» **Quoted text**:

============

Tobias Müller (University of Cambridge)

‘Local Religious Freedom: A Spatial and Intersectional Analysis of Religious Freedom in Diverse Urban Neighbourhoods’

Struggles around toleration and religious freedom have always taken place in certain spatio-temporal settings. However, most scholars on contemporary contestations of religious freedom have concentrated their analysis on the nation state level. Concrete situations often only serve as showcases that are considered isolated from their social and political context. Notwithstanding the importance of national and international legal regulations, there exists a dearth of studies that investigate to what extent abstract legal norms manifest and realise in concrete local settings.

This paper seeks to fill this gap by asking the question of how religious freedom and toleration is being experienced and contested on a local level. Drawing on twelve months of ethnographic fieldwork in two diverse urban neighbourhoods in Germany and the UK, it will be investigated how religious freedom is invoked as a normative guideline and vehicle to voice concerns in the interaction between local state officials and Muslim groups. The paper will introduce ‘local religious freedom’ as a novel theoretical framework that takes into account the social divisions of gender, race, class, and their spatial implications. By providing empirical accounts of everyday constraints that often slip the attention of a purely legal perspective, the paper aims to achieve a more nuanced and contextual understanding of the real-world contestations around religious freedom.

 

Augur Pearce (late of University of Cardiff)

============

» **Work required**: Return, word for word, the stretch of the religious freedom abstract that opens with the words containing "This paper seeks" and closes with "around religious freedom.".

» **Source data**:

============

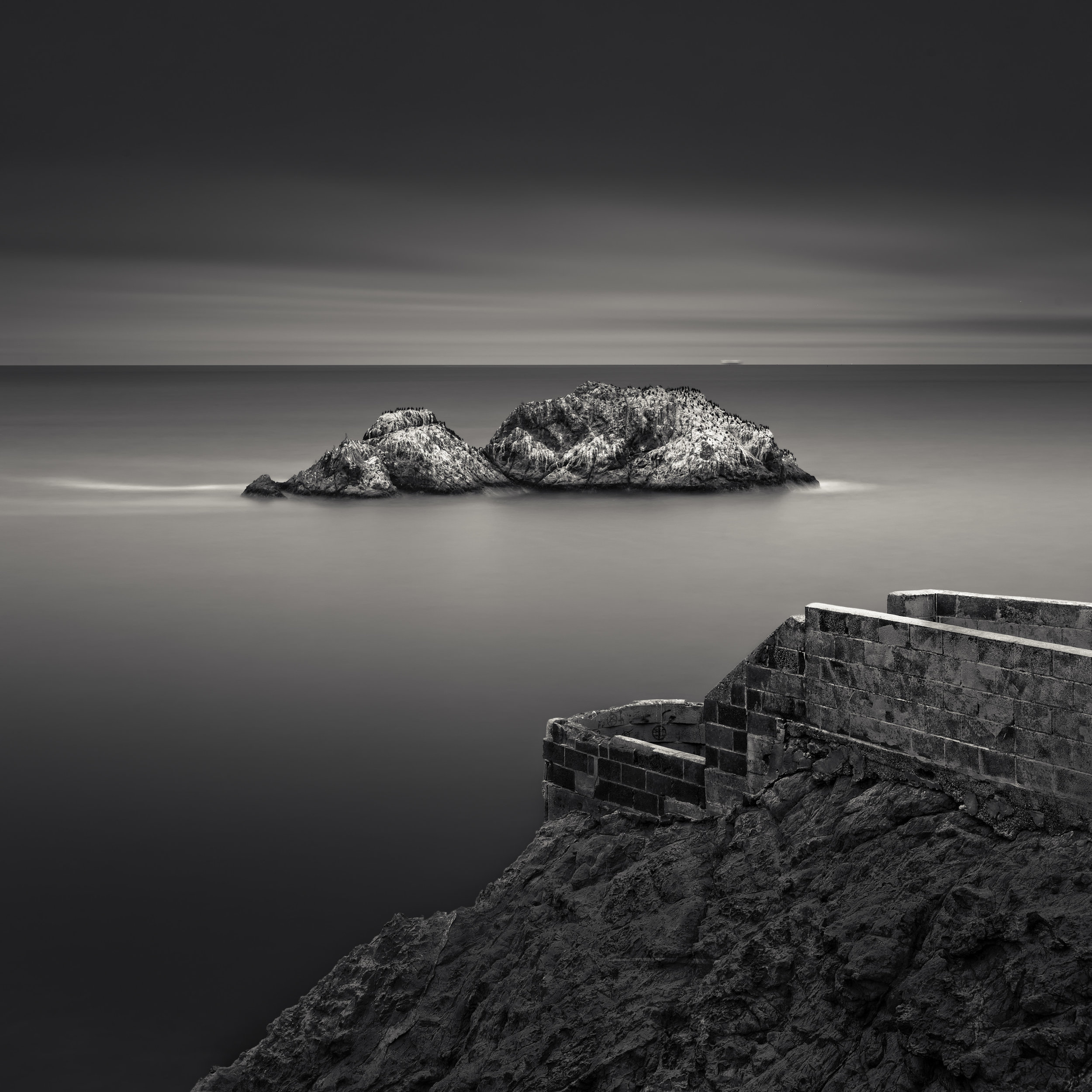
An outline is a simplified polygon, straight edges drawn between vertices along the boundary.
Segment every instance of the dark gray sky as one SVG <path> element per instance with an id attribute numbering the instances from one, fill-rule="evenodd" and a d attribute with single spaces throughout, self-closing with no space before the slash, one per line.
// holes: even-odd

============

» **The answer**:
This paper seeks to fill this gap by asking the question of how religious freedom and toleration is being experienced and contested on a local level. Drawing on twelve months of ethnographic fieldwork in two diverse urban neighbourhoods in Germany and the UK, it will be investigated how religious freedom is invoked as a normative guideline and vehicle to voice concerns in the interaction between local state officials and Muslim groups. The paper will introduce ‘local religious freedom’ as a novel theoretical framework that takes into account the social divisions of gender, race, class, and their spatial implications. By providing empirical accounts of everyday constraints that often slip the attention of a purely legal perspective, the paper aims to achieve a more nuanced and contextual understanding of the real-world contestations around religious freedom.